* _SUPPLIED RECORDS_
'''

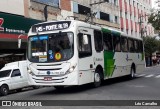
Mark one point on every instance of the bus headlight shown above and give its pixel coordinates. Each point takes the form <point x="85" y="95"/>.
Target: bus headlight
<point x="71" y="69"/>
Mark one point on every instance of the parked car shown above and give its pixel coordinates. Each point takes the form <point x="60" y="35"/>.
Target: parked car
<point x="13" y="76"/>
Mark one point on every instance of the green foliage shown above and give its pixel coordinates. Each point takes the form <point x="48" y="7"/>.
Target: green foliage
<point x="151" y="45"/>
<point x="154" y="19"/>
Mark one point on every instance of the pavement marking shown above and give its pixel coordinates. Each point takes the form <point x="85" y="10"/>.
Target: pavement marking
<point x="149" y="76"/>
<point x="157" y="76"/>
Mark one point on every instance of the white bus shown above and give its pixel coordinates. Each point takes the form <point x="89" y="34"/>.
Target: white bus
<point x="63" y="53"/>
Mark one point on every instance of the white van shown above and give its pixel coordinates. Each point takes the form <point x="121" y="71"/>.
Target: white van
<point x="13" y="76"/>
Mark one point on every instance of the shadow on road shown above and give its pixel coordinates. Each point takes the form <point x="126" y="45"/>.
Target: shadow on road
<point x="86" y="87"/>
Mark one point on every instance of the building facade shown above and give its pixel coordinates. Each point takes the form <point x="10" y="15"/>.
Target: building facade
<point x="105" y="13"/>
<point x="134" y="17"/>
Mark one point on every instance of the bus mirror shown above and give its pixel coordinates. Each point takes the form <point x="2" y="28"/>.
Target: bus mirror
<point x="85" y="39"/>
<point x="19" y="43"/>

'''

* _WHAT YOU WILL DO_
Format every line of the listing above as a Markdown table with two columns, "No." for the row number and "Text" for the line, and skip any blank lines. Leave the pictures out of the table.

* _SOLUTION TO THE PROBLEM_
| No. | Text |
|---|---|
| 1 | Mark one point on every instance of the bus headlight shown above and give its pixel coordinates. Each point takes the form <point x="85" y="95"/>. |
| 2 | Target: bus headlight |
| 3 | <point x="71" y="69"/> |
| 4 | Mark one point on every instance of the parked car shown above and give its pixel coordinates. Each point takes the form <point x="60" y="35"/>. |
| 5 | Target: parked car |
| 6 | <point x="13" y="76"/> |
| 7 | Mark one point on every instance of the green foliage shown above and give its pixel coordinates. Each point takes the form <point x="48" y="7"/>. |
| 8 | Target: green foliage |
| 9 | <point x="151" y="45"/> |
| 10 | <point x="154" y="19"/> |
| 11 | Mark one point on every instance of the pavement marking shown above and give its pixel coordinates. Each point takes the form <point x="85" y="10"/>. |
| 12 | Target: pavement marking |
| 13 | <point x="149" y="76"/> |
| 14 | <point x="157" y="76"/> |
| 15 | Mark one point on every instance of the white bus shown above and give its pixel coordinates. Each point takes the form <point x="89" y="34"/>. |
| 16 | Target: white bus |
| 17 | <point x="63" y="53"/> |
| 18 | Mark one point on every instance of the white van shown above and give its pixel coordinates. Each point takes the form <point x="121" y="71"/>. |
| 19 | Target: white van |
| 20 | <point x="13" y="76"/> |
| 21 | Mark one point on every instance of the shadow on road shown above and give its pixel coordinates. Each point takes the form <point x="126" y="45"/>. |
| 22 | Target: shadow on road |
| 23 | <point x="86" y="87"/> |
| 24 | Mark one point on every instance of the building facade shown above and give its pixel coordinates. Each point takes the form <point x="10" y="15"/>. |
| 25 | Target: building facade |
| 26 | <point x="105" y="13"/> |
| 27 | <point x="134" y="17"/> |
| 28 | Mark one point on every instance of the bus mirror shown above and give its pixel coordinates. Each point takes the form <point x="2" y="28"/>. |
| 29 | Target: bus mirror |
| 30 | <point x="85" y="39"/> |
| 31 | <point x="19" y="43"/> |